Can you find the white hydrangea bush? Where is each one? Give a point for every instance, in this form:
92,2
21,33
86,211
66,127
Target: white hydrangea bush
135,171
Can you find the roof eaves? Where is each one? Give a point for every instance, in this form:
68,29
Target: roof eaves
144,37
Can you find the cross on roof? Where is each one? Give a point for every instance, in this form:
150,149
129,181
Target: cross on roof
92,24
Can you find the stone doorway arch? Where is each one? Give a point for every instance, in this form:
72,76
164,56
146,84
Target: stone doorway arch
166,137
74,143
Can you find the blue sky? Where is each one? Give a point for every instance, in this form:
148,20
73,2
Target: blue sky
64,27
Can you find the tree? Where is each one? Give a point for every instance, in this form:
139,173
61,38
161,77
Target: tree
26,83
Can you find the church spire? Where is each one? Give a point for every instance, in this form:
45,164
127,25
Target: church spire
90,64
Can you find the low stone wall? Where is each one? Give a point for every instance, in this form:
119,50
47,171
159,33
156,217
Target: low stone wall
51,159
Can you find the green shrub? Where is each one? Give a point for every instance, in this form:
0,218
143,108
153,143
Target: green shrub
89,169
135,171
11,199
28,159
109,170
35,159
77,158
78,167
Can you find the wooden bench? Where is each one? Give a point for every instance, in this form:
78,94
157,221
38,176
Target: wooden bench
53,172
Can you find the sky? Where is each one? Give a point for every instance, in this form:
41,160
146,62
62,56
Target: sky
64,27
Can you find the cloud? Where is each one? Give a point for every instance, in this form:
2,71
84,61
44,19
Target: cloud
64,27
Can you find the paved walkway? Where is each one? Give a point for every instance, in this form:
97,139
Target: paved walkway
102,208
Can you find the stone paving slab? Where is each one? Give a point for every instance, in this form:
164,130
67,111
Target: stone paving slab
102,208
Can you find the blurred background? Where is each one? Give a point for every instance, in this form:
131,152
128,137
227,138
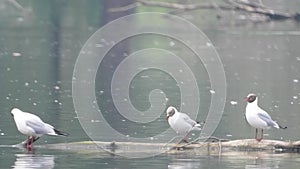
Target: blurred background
40,42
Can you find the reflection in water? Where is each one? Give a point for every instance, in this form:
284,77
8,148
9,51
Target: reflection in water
260,164
34,161
184,164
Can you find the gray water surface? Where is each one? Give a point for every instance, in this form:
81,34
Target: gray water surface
39,45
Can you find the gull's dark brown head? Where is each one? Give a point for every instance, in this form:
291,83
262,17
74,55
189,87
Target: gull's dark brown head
171,111
251,98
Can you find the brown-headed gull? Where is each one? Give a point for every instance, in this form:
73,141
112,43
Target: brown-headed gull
181,122
32,126
258,118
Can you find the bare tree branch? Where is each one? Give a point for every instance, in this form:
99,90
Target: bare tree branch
237,5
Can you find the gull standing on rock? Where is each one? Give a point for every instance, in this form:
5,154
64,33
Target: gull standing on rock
32,126
181,122
258,118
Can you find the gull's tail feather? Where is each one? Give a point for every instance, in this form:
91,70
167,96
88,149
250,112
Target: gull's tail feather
285,127
61,133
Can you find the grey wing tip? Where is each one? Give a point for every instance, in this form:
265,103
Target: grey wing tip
61,133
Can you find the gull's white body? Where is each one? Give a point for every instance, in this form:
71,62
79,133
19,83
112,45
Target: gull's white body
31,125
181,122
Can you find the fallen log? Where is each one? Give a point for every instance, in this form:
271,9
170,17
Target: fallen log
200,148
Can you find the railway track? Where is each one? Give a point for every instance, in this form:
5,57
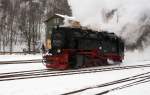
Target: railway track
20,61
130,81
51,72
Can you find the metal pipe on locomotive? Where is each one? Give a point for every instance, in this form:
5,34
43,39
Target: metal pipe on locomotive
79,48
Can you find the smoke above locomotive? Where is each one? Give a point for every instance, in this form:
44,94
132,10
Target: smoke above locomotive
129,19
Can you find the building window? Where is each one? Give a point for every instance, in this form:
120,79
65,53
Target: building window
56,21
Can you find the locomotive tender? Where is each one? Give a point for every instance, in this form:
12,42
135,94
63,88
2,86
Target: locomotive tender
79,48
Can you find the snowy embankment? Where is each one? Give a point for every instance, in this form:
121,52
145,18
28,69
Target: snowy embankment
62,84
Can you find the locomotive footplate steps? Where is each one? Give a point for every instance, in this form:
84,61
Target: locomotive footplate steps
78,48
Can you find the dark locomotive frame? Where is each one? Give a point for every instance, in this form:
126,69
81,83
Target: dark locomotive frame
78,48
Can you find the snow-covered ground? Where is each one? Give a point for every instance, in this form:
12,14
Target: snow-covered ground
61,84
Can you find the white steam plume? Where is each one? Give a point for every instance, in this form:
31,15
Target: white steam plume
129,19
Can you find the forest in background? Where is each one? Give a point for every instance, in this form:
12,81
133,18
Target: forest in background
21,22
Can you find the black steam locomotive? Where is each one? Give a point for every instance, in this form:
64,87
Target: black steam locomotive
79,48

-=-=-

(WORK ITEM):
Nothing but the records, restated word for word and stripped of images, belongs in the answer.

(RESPONSE FOR THIS EXERCISE):
Can you find the white hydrangea bush? Where is each one? Give a point for every instance, in this form:
92,2
21,33
86,211
66,127
Target: white hydrangea bush
135,171
Can you find the roof eaves? Where is each one? Give a point for every instance, in this form:
68,29
Target: roof eaves
144,37
Can you find the cross on roof? Where is each one? Give a point for every instance, in this form:
150,149
129,181
Target: cross on roof
92,24
Can you find the stone doorway arch? Where is each one? Give a point for every instance, in this form:
72,76
164,56
146,84
Target: stone doorway arch
166,137
74,143
Can you find the blue sky? Where is each one? Give a point for every instance, in this form:
148,20
73,2
Target: blue sky
64,27
Can you find the tree? Where is each one? Give a point for every instance, in this form:
139,173
61,38
161,77
Target: tree
26,83
Can you find the church spire? Where is each one? Give a point for every instance, in this form:
45,164
127,25
Target: church spire
90,64
Can you find the low stone wall? Where is each one? Give a point for every instance, in this form:
119,50
47,171
159,33
156,217
Target: low stone wall
51,159
Can you find the green shrub? Where is each one? Give a point for every instance, in this form:
0,218
143,108
153,143
Target: green shrub
89,169
135,171
11,199
28,159
109,170
35,159
77,158
78,167
Can you find the wooden bench? Where is each one? Give a point for every instance, in this form:
78,94
157,221
38,176
Target: wooden bench
53,172
Can you find the sky? Where is each one? Give a point for every instance, in this form:
41,160
146,62
62,56
Target: sky
64,27
Can you find the cloud? Where is each one? Give a point for every instance, in this form:
2,71
84,61
44,19
Target: cloud
64,27
Can you find the paved walkway? Where is each one? Give a point for every instance, in this form:
97,139
Target: paved walkway
102,208
Can you find the stone paving slab? Where is each one? Give a point for every instance, in this form:
164,130
67,111
Target: stone paving slab
102,208
Can you find the blurred background? Where is each one? Give a point for every instance, in this form:
131,152
128,137
227,138
Target: blurred background
40,42
Can you find the reflection in water? Where is each one? Give a point for every instance, in this form:
284,77
8,148
9,51
Target: reflection in water
260,164
34,161
184,164
Can you find the gray water surface? Where is each one? Give a point for every instance, in this form:
81,34
Target: gray water surface
39,45
Can you find the gull's dark brown head? Where is each one? Give a point for every instance, in this form:
291,83
262,17
74,55
189,87
Target: gull's dark brown head
171,111
251,98
Can you find the brown-headed gull? Where is each one? Give a point for every instance, in this form:
73,141
112,43
Target: brown-headed gull
181,122
32,126
258,118
Can you find the bare tree branch? Where is each one? Give a point for every instance, in this form:
99,90
Target: bare tree branch
237,5
Can you find the gull standing on rock? Where is each one? Give a point for every instance, in this form:
5,154
64,33
Target: gull standing on rock
32,126
181,122
258,118
Can you find the gull's tail feather? Where is each one? Give a point for every instance, in this form:
91,70
167,96
88,149
250,112
Target: gull's tail feather
285,127
61,133
Can you find the grey wing tip? Where is each one? Give a point for every instance, in this form:
265,103
Target: grey wing tip
61,133
Can you find the gull's white body? Where is each one? Give a point for every instance, in this form:
71,62
79,133
19,83
112,45
Target: gull's white body
31,125
181,122
Can you find the fallen log? Where is each one? Give a point for every instance, in this form:
271,9
170,17
Target: fallen log
200,148
Can you find the railway track? Where is each one? Give a point for every instance, in this form:
5,57
Target: railway track
20,61
130,81
51,72
Can you find the metal pipe on locomotive? Where is each one? Give a point for every instance, in this form:
5,34
43,39
Target: metal pipe on locomotive
79,48
Can you find the smoke above locomotive? Where is each one? Give a point for every instance, in this form:
44,94
132,10
Target: smoke above locomotive
129,19
Can you find the building window? Where is each one? Give a point for every instance, in this form:
120,79
65,53
Target: building window
56,21
Can you find the locomotive tender? Where is each one? Give a point for every instance, in this form:
12,42
135,94
63,88
2,86
Target: locomotive tender
79,48
Can you find the snowy embankment? Where is each one? Give a point for every instance, in this form:
121,52
145,18
28,69
Target: snowy embankment
62,84
Can you find the locomotive footplate steps? Where is each one? Give a point for every instance, in this form:
84,61
Target: locomotive footplate steps
78,48
Can you find the dark locomotive frame? Where is each one? Give a point for every instance, in this form:
126,69
81,83
Target: dark locomotive frame
78,48
Can you find the snow-covered ground? Where is each one? Give a point for every instance, in this form:
12,14
Target: snow-covered ground
61,84
Can you find the white steam plume? Where is each one? Give a point for every instance, in this form:
31,15
Target: white steam plume
129,19
Can you find the forest in background? Where is each one? Give a point for every instance, in this form:
12,81
133,18
Target: forest in background
21,22
Can you find the black steam locomotive? Where is each one? Give a point for every instance, in this form:
64,87
Target: black steam locomotive
79,48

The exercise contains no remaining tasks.